[START OF TEXT TO READ]
Finding Your Way
The Films of Peter Weir

The Way Back

UK-USA-UAE 2010, 133 mins
Director: Peter Weir


With a night-time blizzard as cover, seven prisoners, caught up in Stalin’s Reign of Terror, escape a Soviet Gulag in 1940. They are now free men and, almost certainly, dead men… for their impending trek to safety defies any reasonable chance of success and the landscape they must cross is unforgiving.

With little food or equipment, and no certainty of their location or intended direction, they embark on a journey that will present unimaginable hardship and drama. Driven by base animal instincts – survival and fear – while relying on evolved human traits – compassion and trust – the group endures transformative experiences that are profound and abysmal, anguished and ecstatic. All the while, they abide by one unceasing mandate: keep moving, keep moving, keep moving…

Peter Weir says, ‘Our film is inspired by the Slavomir Rawicz novel, The Long Walk: The True Story of a Trek to Freedom, which I thought was a wonderful combination of a prison story and survival tale. We travel with our characters across four seasons, 12 months and some 10,000 kilometres, seeing how their behaviour and personalities are affected by such harsh circumstances. Self-reliance is a requisite in the Gulag, but on this trek the men will have to depend on each other and break down the walls each has built around himself, if any are to make it through alive.’

As in such acclaimed films as Master and Commander, The Truman Show, Fearless and Gallipoli, Weir again places human nature under the microscope of duress. Ordinary people are subjected to extraordinary events and environments, forcing them to peel away facades and peer inside themselves.
[END OF TEXT TO READ]
[START OF GIVEN RECORDS]
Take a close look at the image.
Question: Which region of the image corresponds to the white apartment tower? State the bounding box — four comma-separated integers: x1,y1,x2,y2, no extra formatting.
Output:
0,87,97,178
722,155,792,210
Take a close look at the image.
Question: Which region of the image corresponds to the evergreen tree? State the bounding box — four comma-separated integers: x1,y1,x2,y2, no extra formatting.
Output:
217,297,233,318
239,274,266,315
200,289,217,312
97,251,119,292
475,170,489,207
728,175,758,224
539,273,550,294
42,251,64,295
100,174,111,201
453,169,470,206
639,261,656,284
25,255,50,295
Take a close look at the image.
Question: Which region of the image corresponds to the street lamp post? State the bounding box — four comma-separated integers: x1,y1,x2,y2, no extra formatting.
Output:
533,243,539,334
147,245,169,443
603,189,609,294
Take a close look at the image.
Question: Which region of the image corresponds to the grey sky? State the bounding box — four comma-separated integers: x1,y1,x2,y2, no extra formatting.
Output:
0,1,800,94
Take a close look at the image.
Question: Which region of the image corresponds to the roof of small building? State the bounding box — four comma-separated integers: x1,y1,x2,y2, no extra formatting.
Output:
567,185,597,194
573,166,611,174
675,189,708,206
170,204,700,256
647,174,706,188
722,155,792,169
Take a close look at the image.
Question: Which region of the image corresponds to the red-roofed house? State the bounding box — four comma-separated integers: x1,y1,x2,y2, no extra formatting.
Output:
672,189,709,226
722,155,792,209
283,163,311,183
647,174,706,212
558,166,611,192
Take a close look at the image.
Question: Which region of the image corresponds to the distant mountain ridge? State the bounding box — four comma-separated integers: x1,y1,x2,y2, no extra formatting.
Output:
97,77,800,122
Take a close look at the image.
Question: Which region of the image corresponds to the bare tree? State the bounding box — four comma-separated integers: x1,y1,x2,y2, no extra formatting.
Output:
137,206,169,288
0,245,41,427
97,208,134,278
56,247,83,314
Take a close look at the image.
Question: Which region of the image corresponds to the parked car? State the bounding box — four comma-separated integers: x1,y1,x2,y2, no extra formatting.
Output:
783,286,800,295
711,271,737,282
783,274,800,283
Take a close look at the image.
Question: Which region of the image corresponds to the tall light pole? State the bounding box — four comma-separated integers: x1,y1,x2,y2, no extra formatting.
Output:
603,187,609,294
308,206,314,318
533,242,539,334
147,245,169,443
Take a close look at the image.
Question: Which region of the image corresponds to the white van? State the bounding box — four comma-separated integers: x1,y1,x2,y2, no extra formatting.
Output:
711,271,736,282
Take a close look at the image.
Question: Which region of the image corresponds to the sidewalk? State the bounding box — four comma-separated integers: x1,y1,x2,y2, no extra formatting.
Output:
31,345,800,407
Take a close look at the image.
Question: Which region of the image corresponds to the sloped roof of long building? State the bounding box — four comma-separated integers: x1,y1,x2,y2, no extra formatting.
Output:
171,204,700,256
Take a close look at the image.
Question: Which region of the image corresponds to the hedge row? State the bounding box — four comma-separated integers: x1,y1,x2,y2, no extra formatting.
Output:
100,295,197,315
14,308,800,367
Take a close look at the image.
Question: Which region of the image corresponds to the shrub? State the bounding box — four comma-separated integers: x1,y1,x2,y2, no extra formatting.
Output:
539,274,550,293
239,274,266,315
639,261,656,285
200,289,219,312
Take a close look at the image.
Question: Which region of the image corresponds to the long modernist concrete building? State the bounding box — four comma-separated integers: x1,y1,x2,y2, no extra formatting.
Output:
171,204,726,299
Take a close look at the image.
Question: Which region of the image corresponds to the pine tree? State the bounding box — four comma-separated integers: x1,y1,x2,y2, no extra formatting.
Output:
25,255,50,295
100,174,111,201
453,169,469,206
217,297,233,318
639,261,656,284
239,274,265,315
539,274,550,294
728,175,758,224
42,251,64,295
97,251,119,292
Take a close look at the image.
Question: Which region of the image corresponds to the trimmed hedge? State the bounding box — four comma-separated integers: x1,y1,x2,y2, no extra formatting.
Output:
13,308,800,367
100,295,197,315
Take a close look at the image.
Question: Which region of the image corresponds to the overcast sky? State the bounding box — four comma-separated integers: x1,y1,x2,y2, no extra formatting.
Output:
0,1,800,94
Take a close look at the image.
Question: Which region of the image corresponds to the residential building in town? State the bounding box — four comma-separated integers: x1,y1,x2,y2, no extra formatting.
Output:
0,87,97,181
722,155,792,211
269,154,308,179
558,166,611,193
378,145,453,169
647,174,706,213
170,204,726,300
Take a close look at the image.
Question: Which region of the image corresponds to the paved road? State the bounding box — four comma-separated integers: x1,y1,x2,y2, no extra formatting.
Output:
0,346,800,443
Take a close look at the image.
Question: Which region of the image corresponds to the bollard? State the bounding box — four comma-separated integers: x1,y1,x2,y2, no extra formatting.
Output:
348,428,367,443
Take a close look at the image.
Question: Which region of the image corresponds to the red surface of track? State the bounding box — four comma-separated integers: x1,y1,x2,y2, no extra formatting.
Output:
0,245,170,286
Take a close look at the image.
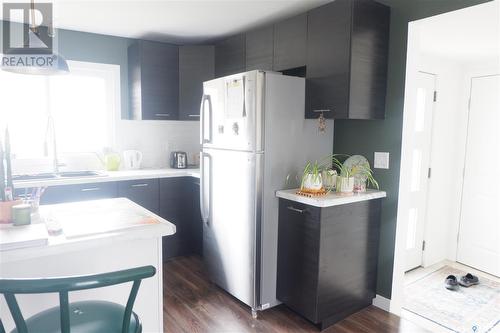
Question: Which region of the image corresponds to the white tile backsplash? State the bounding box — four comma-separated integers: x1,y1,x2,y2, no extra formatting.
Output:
115,120,200,168
12,120,200,174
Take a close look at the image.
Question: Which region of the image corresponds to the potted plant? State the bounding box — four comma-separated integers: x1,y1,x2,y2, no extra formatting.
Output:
331,154,354,194
300,161,323,193
321,168,337,191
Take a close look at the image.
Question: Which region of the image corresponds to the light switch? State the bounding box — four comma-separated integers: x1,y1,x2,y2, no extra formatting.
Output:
373,152,389,169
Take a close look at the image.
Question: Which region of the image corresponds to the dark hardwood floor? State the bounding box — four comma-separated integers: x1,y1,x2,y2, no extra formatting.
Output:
163,256,425,333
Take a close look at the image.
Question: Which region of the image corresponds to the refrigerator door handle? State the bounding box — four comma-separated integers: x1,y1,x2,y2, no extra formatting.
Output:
200,94,213,144
200,152,212,225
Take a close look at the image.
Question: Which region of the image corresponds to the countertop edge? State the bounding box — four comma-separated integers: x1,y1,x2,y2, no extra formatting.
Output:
276,189,387,208
14,169,200,189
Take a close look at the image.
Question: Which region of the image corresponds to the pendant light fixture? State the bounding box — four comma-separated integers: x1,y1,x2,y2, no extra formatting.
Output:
2,0,69,75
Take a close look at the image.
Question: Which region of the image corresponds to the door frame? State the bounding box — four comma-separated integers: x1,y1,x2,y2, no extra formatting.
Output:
454,74,500,274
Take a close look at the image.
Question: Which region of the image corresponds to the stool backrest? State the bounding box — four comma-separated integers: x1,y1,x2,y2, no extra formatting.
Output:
0,266,156,333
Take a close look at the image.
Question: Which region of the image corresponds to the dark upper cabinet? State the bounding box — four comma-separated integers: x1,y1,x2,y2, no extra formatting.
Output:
245,26,274,71
273,14,307,71
306,0,390,119
215,34,246,77
128,40,179,120
118,179,160,214
179,45,215,120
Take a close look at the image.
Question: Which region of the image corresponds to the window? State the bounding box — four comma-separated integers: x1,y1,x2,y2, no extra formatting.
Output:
0,61,120,158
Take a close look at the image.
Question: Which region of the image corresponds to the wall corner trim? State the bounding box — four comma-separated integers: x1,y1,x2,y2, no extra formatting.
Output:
372,294,391,312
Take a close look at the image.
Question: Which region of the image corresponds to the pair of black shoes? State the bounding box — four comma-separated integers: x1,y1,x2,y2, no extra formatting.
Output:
444,273,479,290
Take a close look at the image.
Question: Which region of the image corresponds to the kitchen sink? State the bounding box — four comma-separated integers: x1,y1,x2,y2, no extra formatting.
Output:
57,171,106,178
12,173,57,181
12,171,106,181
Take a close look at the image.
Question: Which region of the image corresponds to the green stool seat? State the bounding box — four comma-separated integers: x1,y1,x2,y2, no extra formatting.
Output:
0,266,156,333
12,301,141,333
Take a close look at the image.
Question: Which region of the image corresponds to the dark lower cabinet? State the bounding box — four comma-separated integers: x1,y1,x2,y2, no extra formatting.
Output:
38,182,118,205
160,177,203,260
276,199,381,329
215,34,246,77
306,0,390,119
118,179,160,214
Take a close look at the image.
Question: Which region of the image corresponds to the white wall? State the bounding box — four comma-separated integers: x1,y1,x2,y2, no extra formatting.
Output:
115,120,200,168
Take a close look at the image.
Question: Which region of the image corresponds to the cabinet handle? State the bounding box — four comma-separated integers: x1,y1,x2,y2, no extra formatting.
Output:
287,206,306,214
82,187,100,192
130,183,148,187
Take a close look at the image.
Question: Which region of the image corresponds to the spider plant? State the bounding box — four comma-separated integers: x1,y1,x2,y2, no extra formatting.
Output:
300,161,323,189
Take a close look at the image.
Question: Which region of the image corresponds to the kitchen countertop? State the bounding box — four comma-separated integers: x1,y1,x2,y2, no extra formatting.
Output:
0,198,176,263
14,168,200,189
276,189,387,208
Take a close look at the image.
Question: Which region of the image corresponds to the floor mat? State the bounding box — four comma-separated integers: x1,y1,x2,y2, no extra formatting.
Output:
403,266,500,333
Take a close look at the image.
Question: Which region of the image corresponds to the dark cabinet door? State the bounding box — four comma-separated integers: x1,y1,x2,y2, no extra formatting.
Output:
118,179,160,214
349,0,391,119
215,34,245,77
276,199,320,322
128,41,179,120
306,0,351,118
306,0,390,119
160,177,202,259
245,26,274,71
273,14,307,71
179,45,215,120
40,182,117,205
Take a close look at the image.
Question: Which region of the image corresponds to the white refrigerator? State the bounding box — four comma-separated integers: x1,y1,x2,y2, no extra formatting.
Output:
200,71,333,316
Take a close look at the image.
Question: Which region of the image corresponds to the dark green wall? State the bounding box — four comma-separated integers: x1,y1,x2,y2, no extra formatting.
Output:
334,0,489,298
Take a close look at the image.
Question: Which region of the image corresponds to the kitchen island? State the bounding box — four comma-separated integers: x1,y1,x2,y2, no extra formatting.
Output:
0,198,176,332
276,190,386,329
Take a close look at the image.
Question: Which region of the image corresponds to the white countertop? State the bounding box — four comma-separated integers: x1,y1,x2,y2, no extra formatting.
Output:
0,198,176,263
14,168,200,189
276,189,387,208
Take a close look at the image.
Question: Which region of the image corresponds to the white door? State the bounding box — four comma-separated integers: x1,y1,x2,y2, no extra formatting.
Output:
405,72,436,271
457,75,500,276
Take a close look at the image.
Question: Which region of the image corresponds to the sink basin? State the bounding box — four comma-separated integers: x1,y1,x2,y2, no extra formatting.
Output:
12,173,57,181
12,171,106,181
57,171,105,178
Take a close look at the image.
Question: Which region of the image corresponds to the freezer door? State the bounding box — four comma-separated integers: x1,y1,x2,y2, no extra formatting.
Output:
200,71,264,152
201,149,261,307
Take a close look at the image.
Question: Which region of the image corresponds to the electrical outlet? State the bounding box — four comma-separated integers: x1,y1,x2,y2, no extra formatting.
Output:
373,152,389,169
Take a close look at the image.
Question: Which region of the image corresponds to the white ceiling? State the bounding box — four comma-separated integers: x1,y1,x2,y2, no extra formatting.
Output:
33,0,332,43
415,0,500,62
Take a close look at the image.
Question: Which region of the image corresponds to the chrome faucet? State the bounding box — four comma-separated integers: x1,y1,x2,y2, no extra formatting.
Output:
44,114,64,174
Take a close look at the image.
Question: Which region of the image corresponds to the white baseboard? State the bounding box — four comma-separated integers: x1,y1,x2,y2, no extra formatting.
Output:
372,294,391,312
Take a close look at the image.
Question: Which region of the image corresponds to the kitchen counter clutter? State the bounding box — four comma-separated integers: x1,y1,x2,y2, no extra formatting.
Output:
276,189,387,208
0,198,176,332
14,168,200,189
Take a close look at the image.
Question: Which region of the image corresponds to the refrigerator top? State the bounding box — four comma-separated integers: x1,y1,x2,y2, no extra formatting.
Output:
200,71,265,152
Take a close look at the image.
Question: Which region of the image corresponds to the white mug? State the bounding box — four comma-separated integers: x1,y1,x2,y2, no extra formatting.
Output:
123,150,142,170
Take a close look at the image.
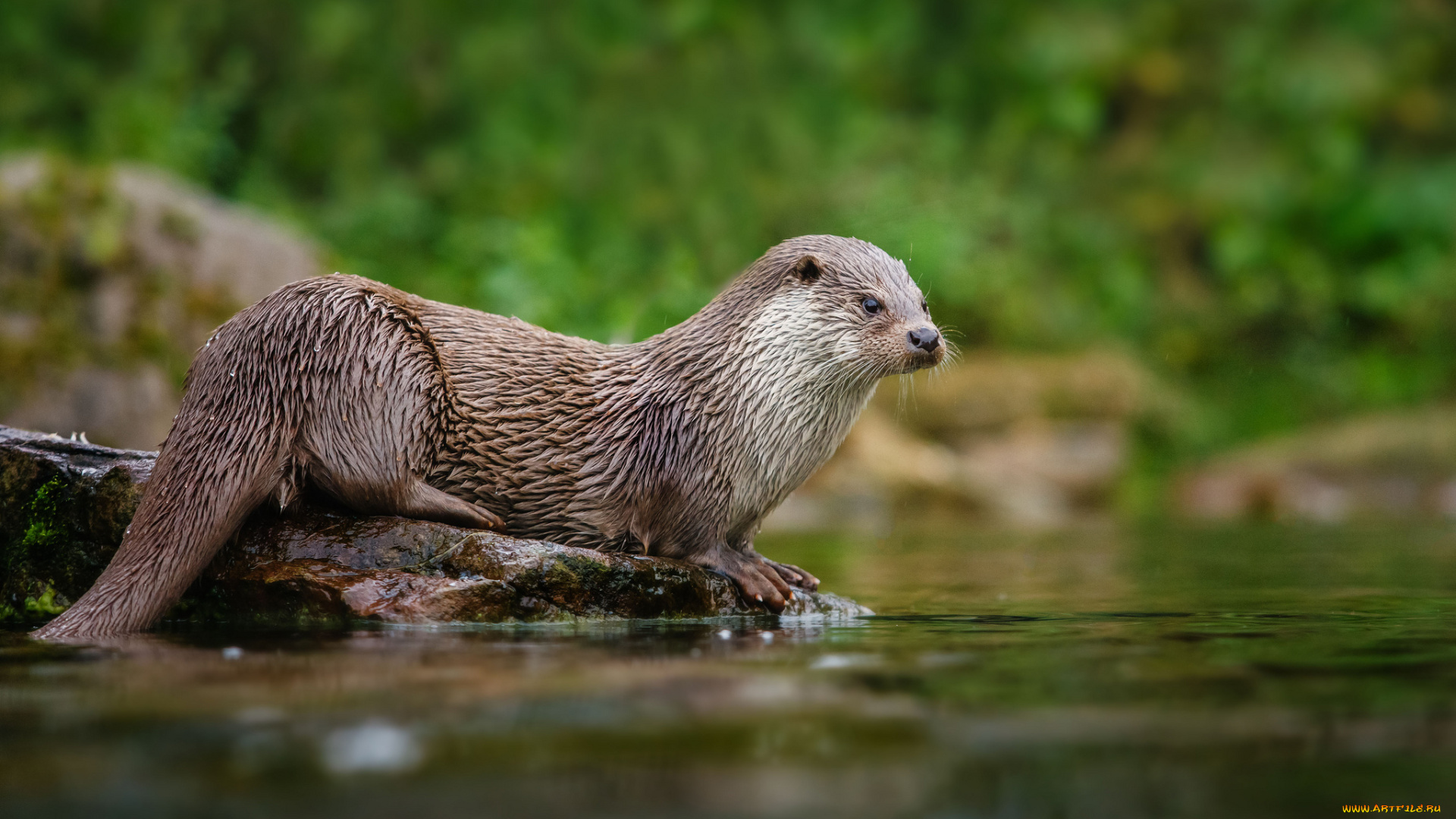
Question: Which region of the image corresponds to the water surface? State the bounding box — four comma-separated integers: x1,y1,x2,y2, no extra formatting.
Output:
0,522,1456,817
[END OF GIVEN RECORDS]
### COMPLETE THE FOLLOWING
1. According to the passage on The Way Back, in what year do the seven prisoners escape the Soviet Gulag?
2. Retype the stretch of the passage on The Way Back from "As in such acclaimed" through "peer inside themselves.".

### RESPONSES BY TASK
1. 1940

2.
As in such acclaimed films as Master and Commander, The Truman Show, Fearless and Gallipoli, Weir again places human nature under the microscope of duress. Ordinary people are subjected to extraordinary events and environments, forcing them to peel away facades and peer inside themselves.